→ TASK TO CARRY OUT
Beneath this task are records; state how many of their lines hold the word "below", and nothing else.

→ DATA IN THIS EXERCISE
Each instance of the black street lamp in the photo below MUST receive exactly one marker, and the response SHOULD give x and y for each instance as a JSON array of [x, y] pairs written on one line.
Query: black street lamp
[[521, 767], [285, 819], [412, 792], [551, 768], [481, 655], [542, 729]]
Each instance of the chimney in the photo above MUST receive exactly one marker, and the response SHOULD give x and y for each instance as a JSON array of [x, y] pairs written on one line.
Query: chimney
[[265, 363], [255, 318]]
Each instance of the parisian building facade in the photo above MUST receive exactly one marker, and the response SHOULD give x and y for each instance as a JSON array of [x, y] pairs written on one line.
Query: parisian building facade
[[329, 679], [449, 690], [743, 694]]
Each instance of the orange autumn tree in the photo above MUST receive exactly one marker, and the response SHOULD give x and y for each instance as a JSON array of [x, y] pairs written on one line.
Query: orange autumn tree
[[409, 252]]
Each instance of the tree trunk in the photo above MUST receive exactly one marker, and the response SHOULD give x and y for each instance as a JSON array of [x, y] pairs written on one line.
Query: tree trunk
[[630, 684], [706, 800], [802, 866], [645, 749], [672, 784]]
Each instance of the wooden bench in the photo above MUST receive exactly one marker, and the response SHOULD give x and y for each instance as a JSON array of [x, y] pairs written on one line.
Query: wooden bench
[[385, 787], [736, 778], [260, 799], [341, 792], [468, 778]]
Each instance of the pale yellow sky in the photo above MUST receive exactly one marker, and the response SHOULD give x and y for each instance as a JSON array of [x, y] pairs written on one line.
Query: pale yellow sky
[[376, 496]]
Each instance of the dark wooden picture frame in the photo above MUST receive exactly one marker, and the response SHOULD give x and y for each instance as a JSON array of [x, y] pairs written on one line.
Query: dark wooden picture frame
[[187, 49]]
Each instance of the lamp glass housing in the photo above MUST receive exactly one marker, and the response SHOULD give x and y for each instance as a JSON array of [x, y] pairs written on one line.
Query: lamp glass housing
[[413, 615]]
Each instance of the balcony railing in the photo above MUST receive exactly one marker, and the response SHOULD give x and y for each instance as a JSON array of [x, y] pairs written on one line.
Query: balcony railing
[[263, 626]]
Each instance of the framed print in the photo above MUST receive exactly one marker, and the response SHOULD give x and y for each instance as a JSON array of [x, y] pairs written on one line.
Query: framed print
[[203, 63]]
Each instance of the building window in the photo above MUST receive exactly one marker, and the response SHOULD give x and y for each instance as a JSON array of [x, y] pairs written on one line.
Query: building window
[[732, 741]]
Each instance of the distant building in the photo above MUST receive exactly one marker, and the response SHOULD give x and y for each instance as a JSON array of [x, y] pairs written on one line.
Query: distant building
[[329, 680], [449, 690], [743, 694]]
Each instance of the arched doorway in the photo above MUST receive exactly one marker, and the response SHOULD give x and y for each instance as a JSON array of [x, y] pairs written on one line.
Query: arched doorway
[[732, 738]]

* * *

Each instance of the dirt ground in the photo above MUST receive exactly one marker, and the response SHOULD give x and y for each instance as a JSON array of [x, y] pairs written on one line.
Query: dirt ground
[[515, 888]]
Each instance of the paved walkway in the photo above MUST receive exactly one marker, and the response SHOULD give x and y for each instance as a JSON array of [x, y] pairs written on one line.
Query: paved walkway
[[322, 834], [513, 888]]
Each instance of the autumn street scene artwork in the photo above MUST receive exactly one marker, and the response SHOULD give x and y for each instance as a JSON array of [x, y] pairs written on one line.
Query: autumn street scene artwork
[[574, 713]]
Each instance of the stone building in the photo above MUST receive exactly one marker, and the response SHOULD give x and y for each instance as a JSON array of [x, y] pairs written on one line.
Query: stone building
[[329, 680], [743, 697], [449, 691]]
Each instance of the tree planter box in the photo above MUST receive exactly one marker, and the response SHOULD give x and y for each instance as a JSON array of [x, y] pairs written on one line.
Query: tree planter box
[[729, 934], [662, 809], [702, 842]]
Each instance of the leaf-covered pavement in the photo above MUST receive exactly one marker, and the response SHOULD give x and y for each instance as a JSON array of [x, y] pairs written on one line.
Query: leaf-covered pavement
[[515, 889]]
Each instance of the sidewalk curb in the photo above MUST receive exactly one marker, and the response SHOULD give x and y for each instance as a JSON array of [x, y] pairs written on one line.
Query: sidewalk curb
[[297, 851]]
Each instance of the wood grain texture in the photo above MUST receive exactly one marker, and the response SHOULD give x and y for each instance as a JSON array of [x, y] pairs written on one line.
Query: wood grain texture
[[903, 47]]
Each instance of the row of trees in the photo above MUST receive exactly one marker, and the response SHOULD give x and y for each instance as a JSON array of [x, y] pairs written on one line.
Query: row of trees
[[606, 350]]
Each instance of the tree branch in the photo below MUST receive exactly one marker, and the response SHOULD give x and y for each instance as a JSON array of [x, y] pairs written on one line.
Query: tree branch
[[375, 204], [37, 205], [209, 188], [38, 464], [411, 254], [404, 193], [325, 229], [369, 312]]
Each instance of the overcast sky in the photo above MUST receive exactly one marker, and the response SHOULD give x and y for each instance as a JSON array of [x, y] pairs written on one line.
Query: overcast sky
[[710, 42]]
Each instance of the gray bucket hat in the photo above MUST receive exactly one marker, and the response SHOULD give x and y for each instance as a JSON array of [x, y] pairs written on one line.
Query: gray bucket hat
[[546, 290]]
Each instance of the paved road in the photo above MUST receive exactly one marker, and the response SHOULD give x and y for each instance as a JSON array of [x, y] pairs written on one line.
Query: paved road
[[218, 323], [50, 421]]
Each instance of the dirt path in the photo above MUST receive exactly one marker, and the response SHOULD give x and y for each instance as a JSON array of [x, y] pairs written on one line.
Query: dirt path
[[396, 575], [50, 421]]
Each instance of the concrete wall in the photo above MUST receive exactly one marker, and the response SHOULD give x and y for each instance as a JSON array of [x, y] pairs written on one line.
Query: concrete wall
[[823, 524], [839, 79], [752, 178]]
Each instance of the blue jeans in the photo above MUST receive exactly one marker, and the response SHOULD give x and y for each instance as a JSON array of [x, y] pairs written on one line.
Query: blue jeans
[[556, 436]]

→ SOLUTION
2